Region segmentation listing:
....................
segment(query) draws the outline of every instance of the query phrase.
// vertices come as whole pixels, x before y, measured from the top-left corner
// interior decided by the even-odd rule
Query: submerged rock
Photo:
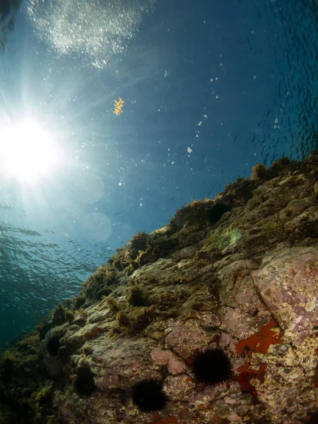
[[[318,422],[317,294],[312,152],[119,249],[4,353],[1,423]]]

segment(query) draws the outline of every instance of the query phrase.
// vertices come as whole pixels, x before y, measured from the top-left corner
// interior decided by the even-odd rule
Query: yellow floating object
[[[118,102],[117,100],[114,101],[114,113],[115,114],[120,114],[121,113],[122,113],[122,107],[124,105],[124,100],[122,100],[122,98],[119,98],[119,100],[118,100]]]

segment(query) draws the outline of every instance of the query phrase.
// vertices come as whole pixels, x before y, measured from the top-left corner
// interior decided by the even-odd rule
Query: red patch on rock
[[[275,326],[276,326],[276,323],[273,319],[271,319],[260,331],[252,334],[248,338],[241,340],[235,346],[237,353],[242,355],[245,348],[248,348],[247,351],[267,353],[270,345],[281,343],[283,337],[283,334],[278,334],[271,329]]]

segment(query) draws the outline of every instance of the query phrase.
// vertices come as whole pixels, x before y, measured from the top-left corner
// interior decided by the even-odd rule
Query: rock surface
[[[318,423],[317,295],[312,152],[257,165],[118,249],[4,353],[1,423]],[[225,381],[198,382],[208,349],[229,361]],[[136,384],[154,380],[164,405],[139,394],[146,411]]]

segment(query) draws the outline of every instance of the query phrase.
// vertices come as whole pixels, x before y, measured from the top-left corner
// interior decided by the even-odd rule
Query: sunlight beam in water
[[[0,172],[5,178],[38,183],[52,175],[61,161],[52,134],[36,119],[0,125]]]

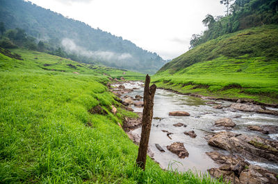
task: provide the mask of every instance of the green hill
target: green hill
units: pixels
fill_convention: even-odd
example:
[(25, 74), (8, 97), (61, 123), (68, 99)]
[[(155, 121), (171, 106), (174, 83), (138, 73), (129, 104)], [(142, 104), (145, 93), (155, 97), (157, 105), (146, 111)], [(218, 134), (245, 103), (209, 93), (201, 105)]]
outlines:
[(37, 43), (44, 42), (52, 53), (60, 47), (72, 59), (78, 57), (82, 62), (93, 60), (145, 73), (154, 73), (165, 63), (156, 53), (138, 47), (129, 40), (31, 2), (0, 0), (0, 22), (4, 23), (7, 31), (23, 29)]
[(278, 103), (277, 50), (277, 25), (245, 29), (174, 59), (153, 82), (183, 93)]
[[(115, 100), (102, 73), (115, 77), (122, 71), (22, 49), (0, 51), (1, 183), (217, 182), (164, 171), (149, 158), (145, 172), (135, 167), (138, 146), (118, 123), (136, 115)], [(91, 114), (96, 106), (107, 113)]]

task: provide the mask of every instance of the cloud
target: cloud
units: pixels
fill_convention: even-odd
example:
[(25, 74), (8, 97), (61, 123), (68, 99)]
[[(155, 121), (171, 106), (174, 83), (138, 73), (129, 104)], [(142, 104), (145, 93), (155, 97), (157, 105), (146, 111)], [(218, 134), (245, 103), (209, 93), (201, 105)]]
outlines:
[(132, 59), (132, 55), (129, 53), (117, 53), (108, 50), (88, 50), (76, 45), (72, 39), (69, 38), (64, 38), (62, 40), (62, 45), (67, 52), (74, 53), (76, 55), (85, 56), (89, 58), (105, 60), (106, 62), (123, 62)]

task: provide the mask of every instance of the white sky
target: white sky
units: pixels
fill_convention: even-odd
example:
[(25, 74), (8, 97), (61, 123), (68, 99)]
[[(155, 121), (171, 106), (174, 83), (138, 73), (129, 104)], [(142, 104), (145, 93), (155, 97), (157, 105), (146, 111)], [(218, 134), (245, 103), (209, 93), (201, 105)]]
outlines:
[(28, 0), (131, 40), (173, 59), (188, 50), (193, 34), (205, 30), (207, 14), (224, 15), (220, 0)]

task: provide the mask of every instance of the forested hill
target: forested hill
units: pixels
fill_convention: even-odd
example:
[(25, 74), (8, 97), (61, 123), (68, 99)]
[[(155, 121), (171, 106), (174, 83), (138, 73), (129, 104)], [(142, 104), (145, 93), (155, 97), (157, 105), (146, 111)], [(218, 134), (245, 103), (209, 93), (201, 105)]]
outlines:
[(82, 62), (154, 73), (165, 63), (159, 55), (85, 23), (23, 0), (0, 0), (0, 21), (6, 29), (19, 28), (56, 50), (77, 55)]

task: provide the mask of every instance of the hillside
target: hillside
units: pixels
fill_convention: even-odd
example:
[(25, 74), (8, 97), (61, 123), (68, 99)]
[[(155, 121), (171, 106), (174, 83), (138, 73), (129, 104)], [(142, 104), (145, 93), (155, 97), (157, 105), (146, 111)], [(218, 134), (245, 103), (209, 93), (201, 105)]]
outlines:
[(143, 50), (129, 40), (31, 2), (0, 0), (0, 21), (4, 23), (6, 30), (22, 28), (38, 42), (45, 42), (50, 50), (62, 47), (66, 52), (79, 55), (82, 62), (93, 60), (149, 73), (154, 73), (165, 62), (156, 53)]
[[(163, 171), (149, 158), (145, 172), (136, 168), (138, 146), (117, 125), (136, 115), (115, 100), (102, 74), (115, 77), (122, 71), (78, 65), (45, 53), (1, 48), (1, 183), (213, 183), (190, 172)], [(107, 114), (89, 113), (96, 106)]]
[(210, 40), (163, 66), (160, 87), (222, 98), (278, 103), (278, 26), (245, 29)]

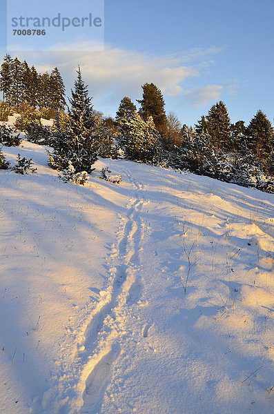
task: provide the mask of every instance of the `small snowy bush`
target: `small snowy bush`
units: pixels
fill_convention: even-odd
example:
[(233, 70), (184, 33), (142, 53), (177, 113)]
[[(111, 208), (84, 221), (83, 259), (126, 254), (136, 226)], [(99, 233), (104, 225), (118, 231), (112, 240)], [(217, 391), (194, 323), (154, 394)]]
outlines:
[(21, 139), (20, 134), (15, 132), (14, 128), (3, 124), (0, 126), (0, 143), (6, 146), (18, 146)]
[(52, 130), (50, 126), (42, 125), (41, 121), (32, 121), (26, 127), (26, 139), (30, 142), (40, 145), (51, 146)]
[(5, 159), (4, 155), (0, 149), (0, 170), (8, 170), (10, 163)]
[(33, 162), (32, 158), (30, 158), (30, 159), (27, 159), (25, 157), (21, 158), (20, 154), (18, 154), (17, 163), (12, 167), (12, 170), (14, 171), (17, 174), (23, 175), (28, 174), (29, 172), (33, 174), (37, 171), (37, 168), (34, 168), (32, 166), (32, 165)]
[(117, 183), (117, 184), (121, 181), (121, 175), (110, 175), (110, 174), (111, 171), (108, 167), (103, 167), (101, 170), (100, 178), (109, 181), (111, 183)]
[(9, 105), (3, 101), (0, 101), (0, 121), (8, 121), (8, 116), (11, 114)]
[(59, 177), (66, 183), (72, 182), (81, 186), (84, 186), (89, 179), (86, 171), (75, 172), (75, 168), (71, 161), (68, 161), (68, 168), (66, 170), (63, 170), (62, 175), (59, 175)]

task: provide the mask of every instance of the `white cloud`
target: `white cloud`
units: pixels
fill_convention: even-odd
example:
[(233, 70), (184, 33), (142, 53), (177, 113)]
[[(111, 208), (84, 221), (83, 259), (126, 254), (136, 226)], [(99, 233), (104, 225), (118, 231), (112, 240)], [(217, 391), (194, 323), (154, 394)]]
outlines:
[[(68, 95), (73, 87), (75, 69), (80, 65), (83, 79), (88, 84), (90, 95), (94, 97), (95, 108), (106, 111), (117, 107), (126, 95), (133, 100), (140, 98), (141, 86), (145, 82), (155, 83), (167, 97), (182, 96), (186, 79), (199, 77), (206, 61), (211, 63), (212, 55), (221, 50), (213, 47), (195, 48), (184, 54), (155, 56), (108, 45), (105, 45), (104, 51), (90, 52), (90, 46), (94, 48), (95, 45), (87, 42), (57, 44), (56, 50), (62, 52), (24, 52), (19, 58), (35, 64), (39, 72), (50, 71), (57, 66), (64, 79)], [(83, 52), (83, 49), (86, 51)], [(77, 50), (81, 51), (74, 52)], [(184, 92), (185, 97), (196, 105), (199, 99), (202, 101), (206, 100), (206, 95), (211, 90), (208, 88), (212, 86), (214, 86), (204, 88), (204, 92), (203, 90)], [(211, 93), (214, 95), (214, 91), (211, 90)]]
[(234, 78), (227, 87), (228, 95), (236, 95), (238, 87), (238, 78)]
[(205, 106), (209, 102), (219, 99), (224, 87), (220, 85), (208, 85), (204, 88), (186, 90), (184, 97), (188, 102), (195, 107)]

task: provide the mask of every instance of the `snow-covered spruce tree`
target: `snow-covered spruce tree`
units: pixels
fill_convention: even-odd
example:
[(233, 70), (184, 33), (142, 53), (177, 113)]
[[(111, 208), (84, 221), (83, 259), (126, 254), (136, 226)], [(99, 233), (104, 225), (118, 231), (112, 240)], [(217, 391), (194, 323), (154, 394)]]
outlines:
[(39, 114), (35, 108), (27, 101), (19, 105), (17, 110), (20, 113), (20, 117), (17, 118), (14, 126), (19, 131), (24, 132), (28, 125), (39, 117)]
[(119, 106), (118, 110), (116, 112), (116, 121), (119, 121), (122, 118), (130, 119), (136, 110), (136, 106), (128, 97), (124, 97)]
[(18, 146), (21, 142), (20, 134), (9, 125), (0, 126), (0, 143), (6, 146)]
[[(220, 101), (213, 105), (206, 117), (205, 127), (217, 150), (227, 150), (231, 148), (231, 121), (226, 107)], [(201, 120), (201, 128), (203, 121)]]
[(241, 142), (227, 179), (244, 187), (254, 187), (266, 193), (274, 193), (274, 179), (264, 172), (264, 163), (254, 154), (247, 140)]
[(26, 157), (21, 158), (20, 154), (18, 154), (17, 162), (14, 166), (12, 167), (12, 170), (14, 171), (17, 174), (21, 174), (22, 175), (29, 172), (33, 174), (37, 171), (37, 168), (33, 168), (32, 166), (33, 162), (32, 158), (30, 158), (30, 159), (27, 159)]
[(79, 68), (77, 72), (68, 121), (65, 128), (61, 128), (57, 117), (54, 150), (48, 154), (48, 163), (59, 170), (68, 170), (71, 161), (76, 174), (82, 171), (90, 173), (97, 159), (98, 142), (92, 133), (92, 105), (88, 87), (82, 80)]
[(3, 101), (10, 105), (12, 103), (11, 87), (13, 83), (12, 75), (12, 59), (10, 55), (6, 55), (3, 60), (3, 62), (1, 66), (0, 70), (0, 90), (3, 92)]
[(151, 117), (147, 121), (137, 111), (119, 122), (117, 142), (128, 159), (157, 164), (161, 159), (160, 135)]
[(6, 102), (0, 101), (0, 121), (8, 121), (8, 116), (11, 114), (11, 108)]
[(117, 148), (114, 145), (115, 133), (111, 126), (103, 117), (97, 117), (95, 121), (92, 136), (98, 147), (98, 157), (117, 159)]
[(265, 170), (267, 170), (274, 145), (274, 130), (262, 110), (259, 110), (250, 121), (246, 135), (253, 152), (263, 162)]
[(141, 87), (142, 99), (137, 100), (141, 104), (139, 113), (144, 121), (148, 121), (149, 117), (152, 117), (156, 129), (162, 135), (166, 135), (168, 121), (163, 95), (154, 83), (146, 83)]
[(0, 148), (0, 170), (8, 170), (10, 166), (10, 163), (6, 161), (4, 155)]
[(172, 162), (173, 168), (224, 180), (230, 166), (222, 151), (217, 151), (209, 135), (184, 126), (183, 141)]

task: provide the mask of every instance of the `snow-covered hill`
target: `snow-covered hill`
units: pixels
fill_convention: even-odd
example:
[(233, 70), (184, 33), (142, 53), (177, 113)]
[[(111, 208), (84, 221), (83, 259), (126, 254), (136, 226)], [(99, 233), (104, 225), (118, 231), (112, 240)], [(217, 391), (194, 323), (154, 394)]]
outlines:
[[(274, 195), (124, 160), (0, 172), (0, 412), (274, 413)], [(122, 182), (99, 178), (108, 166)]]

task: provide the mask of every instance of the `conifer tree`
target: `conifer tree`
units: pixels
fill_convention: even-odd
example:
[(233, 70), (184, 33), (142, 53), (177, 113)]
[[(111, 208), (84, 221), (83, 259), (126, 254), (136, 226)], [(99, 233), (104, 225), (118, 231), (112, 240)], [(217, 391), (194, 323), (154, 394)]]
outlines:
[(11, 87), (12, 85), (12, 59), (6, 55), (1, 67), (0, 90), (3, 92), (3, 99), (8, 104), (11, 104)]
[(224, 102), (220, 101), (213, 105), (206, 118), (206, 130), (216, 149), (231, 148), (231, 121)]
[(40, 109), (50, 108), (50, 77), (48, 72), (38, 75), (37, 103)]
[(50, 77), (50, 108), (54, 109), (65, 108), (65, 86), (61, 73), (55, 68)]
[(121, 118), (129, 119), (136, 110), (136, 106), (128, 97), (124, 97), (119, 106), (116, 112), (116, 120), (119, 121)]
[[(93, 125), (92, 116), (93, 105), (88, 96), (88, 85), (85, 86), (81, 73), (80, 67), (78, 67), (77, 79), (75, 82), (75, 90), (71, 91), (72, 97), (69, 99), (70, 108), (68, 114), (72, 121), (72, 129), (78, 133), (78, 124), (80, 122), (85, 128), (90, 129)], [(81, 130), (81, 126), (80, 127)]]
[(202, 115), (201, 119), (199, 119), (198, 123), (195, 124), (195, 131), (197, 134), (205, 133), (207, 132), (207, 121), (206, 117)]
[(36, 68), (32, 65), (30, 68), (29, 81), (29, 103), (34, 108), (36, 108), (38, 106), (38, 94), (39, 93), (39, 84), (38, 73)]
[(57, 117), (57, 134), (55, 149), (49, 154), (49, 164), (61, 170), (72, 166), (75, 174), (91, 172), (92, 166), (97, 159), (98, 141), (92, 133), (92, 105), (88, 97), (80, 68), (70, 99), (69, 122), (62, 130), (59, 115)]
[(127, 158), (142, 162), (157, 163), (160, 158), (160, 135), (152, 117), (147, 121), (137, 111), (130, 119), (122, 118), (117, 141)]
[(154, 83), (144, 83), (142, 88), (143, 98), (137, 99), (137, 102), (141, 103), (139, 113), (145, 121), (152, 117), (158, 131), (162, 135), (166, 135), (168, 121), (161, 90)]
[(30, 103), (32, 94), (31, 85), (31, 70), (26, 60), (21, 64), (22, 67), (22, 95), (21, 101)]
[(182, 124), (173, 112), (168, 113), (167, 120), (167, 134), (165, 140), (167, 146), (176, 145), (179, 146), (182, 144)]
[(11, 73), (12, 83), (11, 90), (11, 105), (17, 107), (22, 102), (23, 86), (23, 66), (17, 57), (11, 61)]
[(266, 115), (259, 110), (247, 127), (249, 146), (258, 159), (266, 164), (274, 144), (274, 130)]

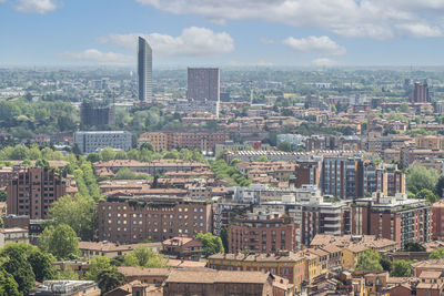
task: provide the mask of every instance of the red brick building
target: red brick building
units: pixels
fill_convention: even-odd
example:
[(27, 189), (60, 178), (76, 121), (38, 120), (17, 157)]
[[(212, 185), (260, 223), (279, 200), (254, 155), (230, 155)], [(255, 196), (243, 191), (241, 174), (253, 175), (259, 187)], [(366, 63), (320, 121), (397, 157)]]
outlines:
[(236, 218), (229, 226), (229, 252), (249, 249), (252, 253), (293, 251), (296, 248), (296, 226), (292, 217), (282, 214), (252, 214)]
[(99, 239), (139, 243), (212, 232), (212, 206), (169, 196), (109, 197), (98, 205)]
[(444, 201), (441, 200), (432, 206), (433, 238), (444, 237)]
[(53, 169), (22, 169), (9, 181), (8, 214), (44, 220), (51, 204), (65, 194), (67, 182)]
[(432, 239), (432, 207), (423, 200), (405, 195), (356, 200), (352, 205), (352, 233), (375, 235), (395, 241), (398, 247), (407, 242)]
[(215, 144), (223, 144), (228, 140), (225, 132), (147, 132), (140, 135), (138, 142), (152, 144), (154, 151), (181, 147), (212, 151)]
....................
• **Your goal**
Please copy out the lines of the listing from the line with "task: provide the mask of every instance of the hillside" up to and including the line with "26), (245, 29)]", keeping every character unchanged.

• **Answer in full**
task: provide the mask of every instance of the hillside
target: hillside
units: pixels
fill_convention: even-odd
example:
[(25, 74), (8, 97), (61, 123), (68, 99)]
[[(155, 121), (171, 106), (174, 83), (138, 73), (129, 104)], [(142, 104), (145, 93), (155, 97), (157, 105), (146, 111)], [(218, 134), (245, 103), (209, 93), (201, 105)]]
outlines:
[(143, 50), (129, 40), (31, 2), (0, 0), (0, 21), (4, 23), (6, 30), (22, 28), (38, 42), (45, 42), (50, 50), (62, 47), (66, 52), (79, 55), (82, 62), (93, 60), (149, 73), (154, 73), (165, 62), (156, 53)]
[[(163, 171), (149, 158), (145, 172), (136, 168), (138, 146), (117, 125), (136, 115), (115, 100), (102, 74), (115, 77), (122, 71), (78, 65), (45, 53), (1, 48), (1, 183), (213, 183), (190, 172)], [(107, 114), (89, 113), (96, 106)]]
[(210, 40), (163, 66), (160, 87), (222, 98), (278, 103), (278, 26), (245, 29)]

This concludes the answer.